Passage:
####################
Tuesday, 17 March 2020


As it recently came up I thought I should perhaps post this more publicly… As many of you will know SMB1, the super ancient protocol for windows shares, shouldn’t be used anymore. It’s been deprecated since like Windows Vista and was eventually also disabled by default in both Windows 10 and Samba. As a result you are not able to find servers that do not support either DNS-SD aka Bonjour aka Avahi, or WS-Discovery. But there’s an additional problem! Many devices (e.g. NAS) produced since the release of Vista could support newer versions of SMB but for not entirely obvious reasons do not have support for WS-Discovery-based … discovery. So, you could totally find and use a device without having to resort to SMB1 if you know its IP address. But who wants to remember IP addresses. Instead you can just have another device on the network play discovery proxy! One of the many ARM boards out there, like a rapsberrypi, would do the trick. To publish a device over DNS-SD (for Linux & OS X) you’ll first want to map its IP address to a local hostname and then publish a service on that hostname. avahi-publish -a blackbox.local 192.168.100.16 avahi-publish -s -H blackbox.local SMB_ON_BLACKBOX _smb._tcp 445 If you also want to publish for windows 10 systems you’ll additionally want to run wsdd wsdd.py -v -n BLACKBOX Do note that BLACKBOX in this case can be a netbios, or LLMNR, or DNS-SD name (Windows 10 does support name resolution via DNS-SD these days). Unfortunate caveat of wsdd is that if you want to publish multiple devices you’ll need to set up a bridge and put the different wsdd instances on different interfaces.
####################
Available data:
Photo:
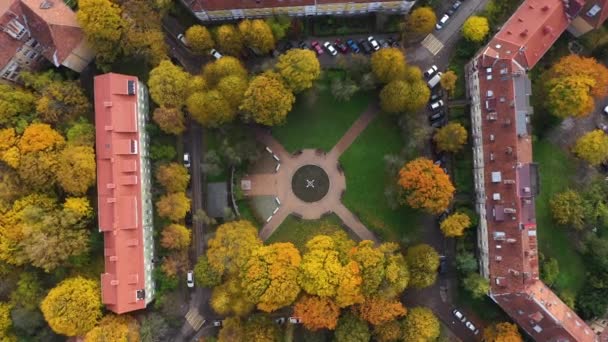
####################
Direction 1: Decide whether each statement agrees with the post, answering yes or no and quoting the deciding words: (a) SMB1 was disabled by default in both Windows 10 and Samba; (b) Windows 10 cannot resolve names through DNS-SD; (c) publishing several devices with wsdd requires setting up a bridge.
Direction 2: In the post, which port number does the avahi-publish command give for the SMB service?
The data has no connection to the post.

Answer 1:
(a) Yes: "was eventually also disabled by default in both Windows 10 and Samba"
(b) No: "Windows 10 does support name resolution via DNS-SD these days"
(c) Yes: "if you want to publish multiple devices you’ll need to set up a bridge and put the different wsdd instances on different interfaces"

Answer 2: 445